▶ **WHAT THIS TASK INVOLVES**:
Please copy out all the entries below, renaming "rack check" to "aisle check" everywhere and leaving everything else unchanged.

* start RECORDS SHOWN *

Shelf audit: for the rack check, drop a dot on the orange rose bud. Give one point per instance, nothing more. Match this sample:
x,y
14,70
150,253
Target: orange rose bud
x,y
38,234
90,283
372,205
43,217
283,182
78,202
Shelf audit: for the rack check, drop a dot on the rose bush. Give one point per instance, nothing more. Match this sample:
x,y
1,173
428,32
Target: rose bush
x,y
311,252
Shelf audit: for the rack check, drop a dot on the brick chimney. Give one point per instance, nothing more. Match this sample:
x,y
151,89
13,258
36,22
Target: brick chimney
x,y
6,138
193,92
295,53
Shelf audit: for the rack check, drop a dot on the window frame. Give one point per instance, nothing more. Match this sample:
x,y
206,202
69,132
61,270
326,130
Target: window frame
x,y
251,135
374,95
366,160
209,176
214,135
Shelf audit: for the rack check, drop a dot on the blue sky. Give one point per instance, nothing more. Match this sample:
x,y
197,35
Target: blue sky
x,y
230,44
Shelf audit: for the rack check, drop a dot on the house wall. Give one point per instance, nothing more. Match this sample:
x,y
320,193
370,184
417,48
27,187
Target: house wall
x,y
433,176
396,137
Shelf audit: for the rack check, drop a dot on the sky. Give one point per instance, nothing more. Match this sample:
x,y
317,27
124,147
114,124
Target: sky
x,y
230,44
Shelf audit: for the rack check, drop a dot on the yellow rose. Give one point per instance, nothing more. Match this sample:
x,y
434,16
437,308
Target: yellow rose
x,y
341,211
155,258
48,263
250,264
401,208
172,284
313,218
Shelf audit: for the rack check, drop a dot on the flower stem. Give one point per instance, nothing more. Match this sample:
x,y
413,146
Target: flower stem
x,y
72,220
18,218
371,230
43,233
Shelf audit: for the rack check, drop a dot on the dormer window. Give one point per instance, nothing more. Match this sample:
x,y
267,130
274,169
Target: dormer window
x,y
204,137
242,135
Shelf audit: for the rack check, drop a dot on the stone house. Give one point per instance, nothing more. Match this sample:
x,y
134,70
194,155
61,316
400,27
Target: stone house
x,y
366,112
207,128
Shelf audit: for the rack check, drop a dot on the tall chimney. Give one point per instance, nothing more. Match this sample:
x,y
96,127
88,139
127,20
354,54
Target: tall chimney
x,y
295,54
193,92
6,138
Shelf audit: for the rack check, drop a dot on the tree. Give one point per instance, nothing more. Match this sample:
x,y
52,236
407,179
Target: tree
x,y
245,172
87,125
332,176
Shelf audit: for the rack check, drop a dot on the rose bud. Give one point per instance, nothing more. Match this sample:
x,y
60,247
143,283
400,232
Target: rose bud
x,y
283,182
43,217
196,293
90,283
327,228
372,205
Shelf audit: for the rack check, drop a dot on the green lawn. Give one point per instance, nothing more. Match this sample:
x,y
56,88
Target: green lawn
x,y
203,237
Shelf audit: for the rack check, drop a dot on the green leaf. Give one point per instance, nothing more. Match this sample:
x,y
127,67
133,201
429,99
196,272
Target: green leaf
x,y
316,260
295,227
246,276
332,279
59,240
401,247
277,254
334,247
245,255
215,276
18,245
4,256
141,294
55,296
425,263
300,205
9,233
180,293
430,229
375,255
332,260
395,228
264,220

* end RECORDS SHOWN *

▶ **RESPONSE TO THIS TASK**:
Shelf audit: for the aisle check, drop a dot on the orange rose bud. Give one point per instance, nothing more. Match this sample:
x,y
14,70
150,253
Target: orange rose bud
x,y
38,234
90,283
372,205
43,217
283,182
78,202
Shelf audit: for the aisle check, drop a dot on the rose bush. Give one point per instance, nothing more. Match this sample:
x,y
1,173
428,32
Target: rose bush
x,y
311,252
Shelf audit: for the aisle check, drop a dot on the brick chimney. Give one point per instance, nothing more. Match this sample:
x,y
151,89
13,258
36,22
Target: brick chimney
x,y
6,138
193,92
295,53
Shelf audit: for the aisle check, drop a dot on the window frame. Give one point per instance, nothing more. Match this sample:
x,y
206,202
69,132
61,270
326,130
Target: window frame
x,y
251,135
374,95
366,160
209,176
214,135
Shelf audit: for the aisle check, drop a dot on the blue sky. Give one point per instance, nothing more. Match this sample:
x,y
197,35
Target: blue sky
x,y
230,44
Shelf audit: for the aisle check, drop a dot on the house wall. Give one point per instance, nothing more. Match this sample:
x,y
320,193
370,184
417,48
27,187
Target: house wall
x,y
433,176
396,137
Shelf audit: for the aisle check, drop a dot on the sky. Give one point per instance, nothing more. Match this sample:
x,y
317,27
124,147
114,124
Target: sky
x,y
230,44
Shelf audit: for the aisle check, drop a dot on the yellow rose. Give one point per instance, nothing more. Match this sample:
x,y
434,16
437,308
Target: yellow rose
x,y
341,211
155,258
48,263
250,264
401,208
172,284
313,218
Shelf audit: for the aisle check, drop a dot on the flower stem. Give one point per instance, nothing more. Match this sample:
x,y
413,146
Target: flower stem
x,y
72,220
18,218
371,230
43,233
Shelf audit: for the aisle check, drop a dot on the dormer window. Give one point per instance, nothing more. Match this sample:
x,y
267,130
274,169
Target: dormer window
x,y
204,137
242,135
Shelf audit: for the aisle check, drop a dot on the stone house. Give one point per instance, nothing more. Match this sample:
x,y
134,70
194,155
61,316
400,27
Target: stone house
x,y
366,112
207,128
Shelf audit: for the aisle check, drop a dot on the tall chimney. Give one point per instance, nothing more. Match this sample:
x,y
96,127
88,139
127,20
354,54
Target: tall chimney
x,y
295,54
193,92
6,138
Shelf audit: for the aisle check, drop a dot on the tree. Give one point per instance, nothing more. Match this sample:
x,y
52,236
407,179
Target: tree
x,y
245,172
87,125
332,176
Shelf audit: for the aisle check, drop a dot on the rose bud. Give one point per instance, nothing more. Match this sample:
x,y
60,247
143,283
400,232
Target: rose bud
x,y
283,182
43,217
196,293
90,283
327,228
372,205
Shelf audit: for the aisle check, drop a dot on the green lawn. Give one point per instance, nothing more. Match this sample:
x,y
56,88
Target: green lawn
x,y
203,237
Shelf audit: for the aisle check, drop a dot on the green leaf. Give one point per instance, nothing more. Match this sample:
x,y
127,67
133,201
429,99
196,272
Target: green leaf
x,y
316,260
295,227
246,276
332,279
59,240
401,247
277,254
334,247
245,255
215,276
18,245
4,256
141,294
55,296
425,263
300,205
9,233
180,293
430,229
375,255
332,260
395,228
264,220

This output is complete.